▶ _やること_
1 > 企業型確定拠出年金についての文章から、算用数字とそれに続く単位からなる語句を、出てくる順にすべて挙げること。同じ語句が二度出る場合は二度とも挙げる。
2 > 記録のうち、「Where can you spot the building」を含む行から「(1291, 425)」を含む行までを、両端の行も含めてそのまま書き出すこと。

▶ _読む文章_
企業型確定拠出年金(企業型DC)は、会社が従業員のために毎月掛金を拠出し、そのお金を従業員本人が自分で運用していく制度です。運用した資産は60歳以降に一時金として一括で、年金として数年間に分けて受け取ります。
 
退職金の一部もしくは全部をこの形で準備する企業もあり、最近では新卒社員向けにこの制度の説明が行われることが多いようです。
 
この企業型DCでは自分のお金を上乗せできる場合があります。これが「マッチング拠出」です。例えば会社が拠出する5000円にプラスして、毎月の給料から5000円を追加で拠出します。これにより将来もらえる金額を増やせるわけです。
 
ただし、自分の拠出分の上限は会社の掛け金と同額まで、または企業の掛け金と合わせて月5万5000円までと定められています。
 

企業型DCマッチング拠出のメリットは?

マッチング拠出には、2つの節税効果があります。実際にどれくらいの節税になるのでしょうか。
 

所得控除による節税効果

マッチング拠出をすると、自分で拠出した金額がそのまま所得控除の対象になります。これにより毎年の所得税と住民税が減るというわけです。

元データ
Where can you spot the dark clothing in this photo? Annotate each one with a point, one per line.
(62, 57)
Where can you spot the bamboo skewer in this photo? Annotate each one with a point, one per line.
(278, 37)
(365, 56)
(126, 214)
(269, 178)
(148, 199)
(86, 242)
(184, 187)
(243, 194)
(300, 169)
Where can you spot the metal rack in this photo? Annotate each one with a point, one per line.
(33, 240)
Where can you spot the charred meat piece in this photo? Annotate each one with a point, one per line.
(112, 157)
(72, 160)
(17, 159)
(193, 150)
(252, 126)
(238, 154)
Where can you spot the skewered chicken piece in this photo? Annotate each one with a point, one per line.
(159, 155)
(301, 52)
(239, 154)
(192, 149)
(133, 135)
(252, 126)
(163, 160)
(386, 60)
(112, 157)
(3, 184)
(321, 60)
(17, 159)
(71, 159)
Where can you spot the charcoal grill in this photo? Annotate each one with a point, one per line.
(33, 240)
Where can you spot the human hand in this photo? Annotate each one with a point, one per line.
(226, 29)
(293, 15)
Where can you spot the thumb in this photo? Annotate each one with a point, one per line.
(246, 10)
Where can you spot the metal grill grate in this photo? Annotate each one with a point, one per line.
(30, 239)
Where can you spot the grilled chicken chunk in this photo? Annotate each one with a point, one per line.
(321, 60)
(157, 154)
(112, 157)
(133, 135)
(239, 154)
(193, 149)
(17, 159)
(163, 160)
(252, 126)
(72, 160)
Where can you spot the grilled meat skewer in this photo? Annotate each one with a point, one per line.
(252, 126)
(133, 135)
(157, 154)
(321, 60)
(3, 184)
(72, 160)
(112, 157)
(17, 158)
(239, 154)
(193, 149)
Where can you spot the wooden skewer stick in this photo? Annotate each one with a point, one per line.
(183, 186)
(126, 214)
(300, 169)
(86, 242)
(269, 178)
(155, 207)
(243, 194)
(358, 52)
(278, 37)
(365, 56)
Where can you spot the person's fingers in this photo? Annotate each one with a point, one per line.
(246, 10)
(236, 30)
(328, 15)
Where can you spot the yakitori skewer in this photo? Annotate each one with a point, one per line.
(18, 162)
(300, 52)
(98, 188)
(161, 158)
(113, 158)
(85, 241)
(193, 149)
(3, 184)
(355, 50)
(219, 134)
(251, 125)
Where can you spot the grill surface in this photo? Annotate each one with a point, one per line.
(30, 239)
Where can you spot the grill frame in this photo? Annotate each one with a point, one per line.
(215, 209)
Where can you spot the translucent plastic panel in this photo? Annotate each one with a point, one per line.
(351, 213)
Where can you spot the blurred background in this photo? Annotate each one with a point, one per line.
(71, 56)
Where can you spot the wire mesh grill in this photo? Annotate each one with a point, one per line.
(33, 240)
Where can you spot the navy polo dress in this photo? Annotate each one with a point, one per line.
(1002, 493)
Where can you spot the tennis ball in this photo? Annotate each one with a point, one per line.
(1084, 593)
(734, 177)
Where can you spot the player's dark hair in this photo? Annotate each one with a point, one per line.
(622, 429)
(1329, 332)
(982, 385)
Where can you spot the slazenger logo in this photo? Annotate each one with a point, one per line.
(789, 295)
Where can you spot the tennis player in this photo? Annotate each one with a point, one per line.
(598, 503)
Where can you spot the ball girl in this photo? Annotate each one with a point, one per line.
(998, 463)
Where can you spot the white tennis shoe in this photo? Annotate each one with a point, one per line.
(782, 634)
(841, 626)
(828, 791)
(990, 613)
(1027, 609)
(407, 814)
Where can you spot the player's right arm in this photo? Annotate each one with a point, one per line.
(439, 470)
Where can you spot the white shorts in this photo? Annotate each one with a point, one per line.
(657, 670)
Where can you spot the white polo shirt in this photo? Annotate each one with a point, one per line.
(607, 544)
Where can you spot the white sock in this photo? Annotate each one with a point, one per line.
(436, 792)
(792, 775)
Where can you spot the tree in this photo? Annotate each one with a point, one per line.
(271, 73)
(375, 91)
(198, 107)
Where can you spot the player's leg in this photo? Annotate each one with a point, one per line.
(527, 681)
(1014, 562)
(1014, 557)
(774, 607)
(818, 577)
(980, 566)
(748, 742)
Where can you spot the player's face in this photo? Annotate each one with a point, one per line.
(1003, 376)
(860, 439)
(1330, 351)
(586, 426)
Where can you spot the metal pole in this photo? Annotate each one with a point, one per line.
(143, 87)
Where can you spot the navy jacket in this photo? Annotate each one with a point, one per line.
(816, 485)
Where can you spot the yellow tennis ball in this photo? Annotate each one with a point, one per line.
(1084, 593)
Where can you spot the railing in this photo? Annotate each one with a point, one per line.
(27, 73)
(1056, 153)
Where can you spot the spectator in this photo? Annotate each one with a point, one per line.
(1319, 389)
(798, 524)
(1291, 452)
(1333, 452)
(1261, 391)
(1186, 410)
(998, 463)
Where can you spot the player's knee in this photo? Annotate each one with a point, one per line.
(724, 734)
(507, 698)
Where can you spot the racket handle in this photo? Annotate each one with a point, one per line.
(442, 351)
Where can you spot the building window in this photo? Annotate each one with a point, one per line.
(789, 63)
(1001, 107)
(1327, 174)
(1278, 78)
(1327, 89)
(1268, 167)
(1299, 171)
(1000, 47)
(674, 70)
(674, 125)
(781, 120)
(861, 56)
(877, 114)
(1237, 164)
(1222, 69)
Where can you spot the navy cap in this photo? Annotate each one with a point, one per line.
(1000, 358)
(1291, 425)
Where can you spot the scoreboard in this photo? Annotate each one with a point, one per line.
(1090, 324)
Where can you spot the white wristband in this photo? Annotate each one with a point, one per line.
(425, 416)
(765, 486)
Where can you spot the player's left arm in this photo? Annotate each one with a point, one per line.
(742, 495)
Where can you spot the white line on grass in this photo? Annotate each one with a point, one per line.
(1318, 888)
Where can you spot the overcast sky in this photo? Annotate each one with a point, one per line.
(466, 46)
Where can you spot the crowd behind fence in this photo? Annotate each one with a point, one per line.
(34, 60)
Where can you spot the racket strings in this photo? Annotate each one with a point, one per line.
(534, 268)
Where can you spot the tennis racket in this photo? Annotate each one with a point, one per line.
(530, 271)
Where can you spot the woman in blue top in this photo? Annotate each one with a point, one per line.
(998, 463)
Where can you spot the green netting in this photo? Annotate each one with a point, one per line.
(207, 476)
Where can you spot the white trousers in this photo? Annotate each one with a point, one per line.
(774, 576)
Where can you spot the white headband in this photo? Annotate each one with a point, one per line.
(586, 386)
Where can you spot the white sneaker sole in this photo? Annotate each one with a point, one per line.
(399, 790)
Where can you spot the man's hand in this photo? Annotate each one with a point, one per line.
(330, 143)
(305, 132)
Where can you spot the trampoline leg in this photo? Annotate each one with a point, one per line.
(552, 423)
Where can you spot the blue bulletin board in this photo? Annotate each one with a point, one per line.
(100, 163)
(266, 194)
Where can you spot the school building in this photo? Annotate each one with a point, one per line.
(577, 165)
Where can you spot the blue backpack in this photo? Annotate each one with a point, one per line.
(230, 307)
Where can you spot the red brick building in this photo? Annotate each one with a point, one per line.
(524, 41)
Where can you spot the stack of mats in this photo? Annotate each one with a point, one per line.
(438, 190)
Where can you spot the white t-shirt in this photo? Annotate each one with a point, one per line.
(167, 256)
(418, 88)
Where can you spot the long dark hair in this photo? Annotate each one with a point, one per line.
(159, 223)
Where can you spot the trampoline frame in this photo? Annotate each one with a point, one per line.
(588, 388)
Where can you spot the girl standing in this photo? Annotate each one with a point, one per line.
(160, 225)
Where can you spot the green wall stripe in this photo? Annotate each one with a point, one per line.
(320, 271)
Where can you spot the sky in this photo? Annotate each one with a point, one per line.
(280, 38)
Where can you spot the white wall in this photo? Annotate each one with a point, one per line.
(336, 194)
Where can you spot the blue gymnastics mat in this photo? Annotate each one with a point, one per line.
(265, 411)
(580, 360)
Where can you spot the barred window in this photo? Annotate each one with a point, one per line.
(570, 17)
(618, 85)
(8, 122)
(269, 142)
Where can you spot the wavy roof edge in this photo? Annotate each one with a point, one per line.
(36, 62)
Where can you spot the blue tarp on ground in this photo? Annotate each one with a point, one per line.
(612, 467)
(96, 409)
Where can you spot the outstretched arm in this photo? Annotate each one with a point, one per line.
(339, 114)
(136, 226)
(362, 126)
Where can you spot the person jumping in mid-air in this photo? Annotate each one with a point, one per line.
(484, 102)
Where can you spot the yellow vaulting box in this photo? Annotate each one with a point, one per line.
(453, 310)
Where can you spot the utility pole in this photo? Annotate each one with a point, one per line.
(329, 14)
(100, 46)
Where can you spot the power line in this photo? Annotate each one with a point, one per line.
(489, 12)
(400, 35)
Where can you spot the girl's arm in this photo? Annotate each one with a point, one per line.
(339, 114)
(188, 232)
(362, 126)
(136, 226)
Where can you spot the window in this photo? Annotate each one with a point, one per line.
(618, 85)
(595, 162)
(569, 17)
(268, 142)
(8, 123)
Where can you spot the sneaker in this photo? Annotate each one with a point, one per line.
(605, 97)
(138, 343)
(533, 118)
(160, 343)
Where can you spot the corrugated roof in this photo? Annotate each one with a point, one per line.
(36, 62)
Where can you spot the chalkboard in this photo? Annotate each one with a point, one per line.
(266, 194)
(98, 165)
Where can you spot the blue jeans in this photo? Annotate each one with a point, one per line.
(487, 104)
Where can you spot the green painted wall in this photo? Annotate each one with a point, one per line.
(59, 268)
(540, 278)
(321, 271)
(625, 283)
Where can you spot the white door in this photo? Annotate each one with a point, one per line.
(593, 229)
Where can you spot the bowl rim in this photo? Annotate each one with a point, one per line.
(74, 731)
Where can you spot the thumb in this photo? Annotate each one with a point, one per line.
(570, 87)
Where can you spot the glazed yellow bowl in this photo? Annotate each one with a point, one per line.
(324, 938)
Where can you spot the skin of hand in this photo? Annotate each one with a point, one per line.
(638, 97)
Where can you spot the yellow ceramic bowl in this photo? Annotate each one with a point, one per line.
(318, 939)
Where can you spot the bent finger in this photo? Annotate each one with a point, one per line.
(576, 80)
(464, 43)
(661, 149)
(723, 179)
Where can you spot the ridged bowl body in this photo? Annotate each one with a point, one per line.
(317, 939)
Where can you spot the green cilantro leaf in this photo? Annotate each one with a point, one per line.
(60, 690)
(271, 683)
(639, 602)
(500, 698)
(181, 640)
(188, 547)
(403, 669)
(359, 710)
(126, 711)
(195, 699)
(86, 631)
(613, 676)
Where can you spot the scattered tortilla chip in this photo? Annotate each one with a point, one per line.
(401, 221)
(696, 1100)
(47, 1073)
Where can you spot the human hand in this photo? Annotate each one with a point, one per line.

▶ _課題ごとの結果_
1 >
60歳
5000円
5000円
5万5000円
2つ

2 >
Where can you spot the building window in this photo? Annotate each one with a point, one per line.
(789, 63)
(1001, 107)
(1327, 174)
(1278, 78)
(1327, 89)
(1268, 167)
(1299, 171)
(1000, 47)
(674, 70)
(674, 125)
(781, 120)
(861, 56)
(877, 114)
(1237, 164)
(1222, 69)
Where can you spot the navy cap in this photo? Annotate each one with a point, one per line.
(1000, 358)
(1291, 425)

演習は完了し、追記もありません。